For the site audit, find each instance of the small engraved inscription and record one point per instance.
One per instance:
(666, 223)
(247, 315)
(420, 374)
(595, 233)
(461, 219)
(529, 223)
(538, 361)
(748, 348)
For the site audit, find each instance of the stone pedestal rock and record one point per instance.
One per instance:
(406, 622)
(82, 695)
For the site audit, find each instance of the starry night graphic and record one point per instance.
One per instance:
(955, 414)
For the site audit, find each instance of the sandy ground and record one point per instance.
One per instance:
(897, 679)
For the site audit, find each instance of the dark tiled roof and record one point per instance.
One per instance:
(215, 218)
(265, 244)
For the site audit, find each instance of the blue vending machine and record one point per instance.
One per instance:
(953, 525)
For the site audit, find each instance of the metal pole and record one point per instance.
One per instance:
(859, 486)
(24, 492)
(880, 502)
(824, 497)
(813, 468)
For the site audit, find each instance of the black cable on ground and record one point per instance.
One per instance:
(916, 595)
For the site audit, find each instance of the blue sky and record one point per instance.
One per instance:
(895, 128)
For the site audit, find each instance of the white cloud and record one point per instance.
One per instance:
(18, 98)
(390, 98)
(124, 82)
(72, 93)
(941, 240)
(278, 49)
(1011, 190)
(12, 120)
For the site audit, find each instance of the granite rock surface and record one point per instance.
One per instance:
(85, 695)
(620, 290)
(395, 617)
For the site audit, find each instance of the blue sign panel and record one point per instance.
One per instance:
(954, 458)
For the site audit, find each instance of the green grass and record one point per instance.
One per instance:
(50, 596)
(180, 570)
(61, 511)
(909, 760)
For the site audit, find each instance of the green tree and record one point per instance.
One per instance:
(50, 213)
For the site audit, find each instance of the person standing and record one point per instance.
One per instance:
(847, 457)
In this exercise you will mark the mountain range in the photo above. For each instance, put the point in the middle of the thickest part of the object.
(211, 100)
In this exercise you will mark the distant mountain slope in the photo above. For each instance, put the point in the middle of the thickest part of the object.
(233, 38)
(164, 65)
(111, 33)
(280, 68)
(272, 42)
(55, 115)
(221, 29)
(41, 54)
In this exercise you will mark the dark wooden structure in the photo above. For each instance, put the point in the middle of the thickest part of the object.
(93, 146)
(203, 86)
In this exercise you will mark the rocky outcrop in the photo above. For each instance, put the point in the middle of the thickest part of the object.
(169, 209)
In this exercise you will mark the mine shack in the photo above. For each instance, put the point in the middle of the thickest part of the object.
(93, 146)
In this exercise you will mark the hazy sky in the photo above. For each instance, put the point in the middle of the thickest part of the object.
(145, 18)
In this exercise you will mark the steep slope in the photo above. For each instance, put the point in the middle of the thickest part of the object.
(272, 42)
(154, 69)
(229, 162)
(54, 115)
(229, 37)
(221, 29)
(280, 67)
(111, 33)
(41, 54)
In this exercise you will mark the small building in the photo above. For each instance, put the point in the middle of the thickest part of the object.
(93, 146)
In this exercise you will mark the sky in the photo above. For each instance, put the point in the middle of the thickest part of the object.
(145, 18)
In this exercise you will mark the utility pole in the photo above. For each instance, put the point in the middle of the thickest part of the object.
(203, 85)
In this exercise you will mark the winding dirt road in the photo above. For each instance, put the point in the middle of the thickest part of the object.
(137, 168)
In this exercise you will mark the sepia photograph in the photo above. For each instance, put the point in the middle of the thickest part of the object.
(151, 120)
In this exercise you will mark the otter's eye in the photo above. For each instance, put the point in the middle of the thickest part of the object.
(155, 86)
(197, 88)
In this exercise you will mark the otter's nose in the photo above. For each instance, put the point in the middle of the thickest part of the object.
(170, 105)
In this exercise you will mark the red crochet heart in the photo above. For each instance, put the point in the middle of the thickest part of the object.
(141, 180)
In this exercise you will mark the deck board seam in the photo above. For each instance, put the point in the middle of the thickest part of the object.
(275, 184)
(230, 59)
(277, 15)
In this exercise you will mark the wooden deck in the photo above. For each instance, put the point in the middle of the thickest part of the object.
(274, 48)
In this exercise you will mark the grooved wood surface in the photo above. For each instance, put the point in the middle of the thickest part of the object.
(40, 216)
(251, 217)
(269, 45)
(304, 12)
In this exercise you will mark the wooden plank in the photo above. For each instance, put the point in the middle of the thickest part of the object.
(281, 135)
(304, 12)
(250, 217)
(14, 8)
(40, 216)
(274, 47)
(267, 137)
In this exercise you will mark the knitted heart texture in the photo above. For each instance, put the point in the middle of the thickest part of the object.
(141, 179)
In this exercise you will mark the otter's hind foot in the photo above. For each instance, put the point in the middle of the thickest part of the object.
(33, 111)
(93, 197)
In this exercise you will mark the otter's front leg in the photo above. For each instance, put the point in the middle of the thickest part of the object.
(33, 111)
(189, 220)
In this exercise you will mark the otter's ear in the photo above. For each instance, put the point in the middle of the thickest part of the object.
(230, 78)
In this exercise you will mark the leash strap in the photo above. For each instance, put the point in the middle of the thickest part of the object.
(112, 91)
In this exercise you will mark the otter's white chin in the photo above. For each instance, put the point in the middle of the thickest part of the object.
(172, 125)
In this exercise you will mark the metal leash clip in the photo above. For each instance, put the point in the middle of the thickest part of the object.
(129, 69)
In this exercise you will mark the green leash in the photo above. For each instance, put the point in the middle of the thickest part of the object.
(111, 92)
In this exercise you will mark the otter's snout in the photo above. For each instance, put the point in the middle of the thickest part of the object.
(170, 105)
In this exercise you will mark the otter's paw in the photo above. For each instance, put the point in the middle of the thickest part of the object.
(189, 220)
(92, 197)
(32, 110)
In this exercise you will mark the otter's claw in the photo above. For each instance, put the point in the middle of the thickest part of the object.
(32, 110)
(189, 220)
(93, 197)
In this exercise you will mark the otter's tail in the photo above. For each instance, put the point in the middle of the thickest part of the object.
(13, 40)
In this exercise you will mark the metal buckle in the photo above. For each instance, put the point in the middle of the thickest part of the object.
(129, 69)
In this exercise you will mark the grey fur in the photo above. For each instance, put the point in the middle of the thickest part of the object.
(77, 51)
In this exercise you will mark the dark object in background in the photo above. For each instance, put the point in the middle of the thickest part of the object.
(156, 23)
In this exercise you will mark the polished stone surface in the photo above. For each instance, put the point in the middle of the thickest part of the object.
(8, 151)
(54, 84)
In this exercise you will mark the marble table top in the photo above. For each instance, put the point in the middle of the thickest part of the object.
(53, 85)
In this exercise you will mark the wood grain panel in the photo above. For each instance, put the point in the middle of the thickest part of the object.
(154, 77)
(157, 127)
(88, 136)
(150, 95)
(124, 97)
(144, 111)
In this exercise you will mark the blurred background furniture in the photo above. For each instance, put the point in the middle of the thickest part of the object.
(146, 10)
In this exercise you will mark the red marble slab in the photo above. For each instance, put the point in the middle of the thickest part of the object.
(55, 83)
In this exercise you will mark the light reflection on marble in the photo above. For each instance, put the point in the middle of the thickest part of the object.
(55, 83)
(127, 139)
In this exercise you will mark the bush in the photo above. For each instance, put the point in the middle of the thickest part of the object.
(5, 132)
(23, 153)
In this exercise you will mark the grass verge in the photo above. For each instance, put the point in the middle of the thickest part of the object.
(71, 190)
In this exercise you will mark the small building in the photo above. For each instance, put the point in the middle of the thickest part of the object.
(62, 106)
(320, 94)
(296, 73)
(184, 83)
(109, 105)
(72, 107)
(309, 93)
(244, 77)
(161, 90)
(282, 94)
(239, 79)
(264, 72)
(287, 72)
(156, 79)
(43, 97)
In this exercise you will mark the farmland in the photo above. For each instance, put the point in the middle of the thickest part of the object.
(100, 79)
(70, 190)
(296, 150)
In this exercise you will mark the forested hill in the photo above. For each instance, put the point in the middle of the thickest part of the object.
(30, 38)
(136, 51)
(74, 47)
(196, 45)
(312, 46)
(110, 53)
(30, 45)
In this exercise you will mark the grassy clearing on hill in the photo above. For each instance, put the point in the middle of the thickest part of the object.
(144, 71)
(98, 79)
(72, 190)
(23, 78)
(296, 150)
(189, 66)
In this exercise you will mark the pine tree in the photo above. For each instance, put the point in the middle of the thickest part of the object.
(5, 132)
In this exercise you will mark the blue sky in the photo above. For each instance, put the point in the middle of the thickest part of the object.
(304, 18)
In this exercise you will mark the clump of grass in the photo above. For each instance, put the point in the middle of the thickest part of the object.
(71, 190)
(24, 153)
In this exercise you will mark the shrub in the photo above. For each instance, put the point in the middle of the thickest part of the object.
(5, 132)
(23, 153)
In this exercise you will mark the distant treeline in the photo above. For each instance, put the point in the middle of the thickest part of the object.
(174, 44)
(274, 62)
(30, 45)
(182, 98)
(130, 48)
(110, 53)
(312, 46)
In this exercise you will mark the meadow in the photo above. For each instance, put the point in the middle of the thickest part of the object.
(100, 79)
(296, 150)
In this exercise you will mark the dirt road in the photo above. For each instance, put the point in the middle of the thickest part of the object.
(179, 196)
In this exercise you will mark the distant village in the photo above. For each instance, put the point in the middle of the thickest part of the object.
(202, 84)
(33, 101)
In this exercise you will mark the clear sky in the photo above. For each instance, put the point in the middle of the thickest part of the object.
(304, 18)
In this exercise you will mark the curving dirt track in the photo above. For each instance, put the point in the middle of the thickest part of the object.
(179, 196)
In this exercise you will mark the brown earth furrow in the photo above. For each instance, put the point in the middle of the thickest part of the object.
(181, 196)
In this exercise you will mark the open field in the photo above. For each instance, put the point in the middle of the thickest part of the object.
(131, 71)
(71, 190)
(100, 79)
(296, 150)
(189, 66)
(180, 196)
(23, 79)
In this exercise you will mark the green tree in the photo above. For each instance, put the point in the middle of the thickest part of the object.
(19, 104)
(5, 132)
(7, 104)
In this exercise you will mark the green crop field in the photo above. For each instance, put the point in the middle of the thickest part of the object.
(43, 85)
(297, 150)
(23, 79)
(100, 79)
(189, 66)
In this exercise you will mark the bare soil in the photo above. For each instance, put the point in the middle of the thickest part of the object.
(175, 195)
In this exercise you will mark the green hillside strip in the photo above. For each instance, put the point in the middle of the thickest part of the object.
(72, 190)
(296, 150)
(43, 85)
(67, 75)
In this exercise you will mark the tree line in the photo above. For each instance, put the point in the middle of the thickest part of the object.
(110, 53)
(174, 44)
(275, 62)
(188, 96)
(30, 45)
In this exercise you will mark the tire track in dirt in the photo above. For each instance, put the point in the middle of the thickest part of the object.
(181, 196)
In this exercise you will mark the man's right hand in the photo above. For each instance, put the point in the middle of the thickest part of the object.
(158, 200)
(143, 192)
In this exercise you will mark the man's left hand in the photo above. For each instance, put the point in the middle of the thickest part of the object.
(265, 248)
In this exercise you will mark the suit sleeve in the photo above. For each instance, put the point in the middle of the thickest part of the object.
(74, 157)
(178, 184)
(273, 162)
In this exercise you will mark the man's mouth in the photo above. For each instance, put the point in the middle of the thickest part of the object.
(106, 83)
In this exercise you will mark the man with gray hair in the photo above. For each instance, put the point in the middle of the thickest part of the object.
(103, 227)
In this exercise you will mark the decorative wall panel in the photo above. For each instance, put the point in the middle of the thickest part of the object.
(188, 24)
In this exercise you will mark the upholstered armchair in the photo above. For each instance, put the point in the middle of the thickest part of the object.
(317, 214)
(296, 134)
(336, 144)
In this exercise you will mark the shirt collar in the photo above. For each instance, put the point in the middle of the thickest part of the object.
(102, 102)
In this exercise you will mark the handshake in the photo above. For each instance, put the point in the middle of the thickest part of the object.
* * * * * * * * *
▸ Task requirements:
Return exactly the opening lines of the listing above, ending with the line that has "For the site audit, find each instance of the sandy".

▸ Finished task:
For the site audit, find each instance of the small engraved inscription and record one point per instance.
One per instance:
(666, 223)
(247, 315)
(420, 374)
(595, 233)
(461, 219)
(529, 223)
(538, 361)
(748, 348)
For the site audit, find each instance of the stone pedestal rock and record one point per instance.
One per instance:
(406, 622)
(82, 695)
For the site audit, find each instance of the starry night graphic and record one point per instance.
One per instance:
(955, 414)
For the site audit, find each instance of the sandy ground and record one point per instance.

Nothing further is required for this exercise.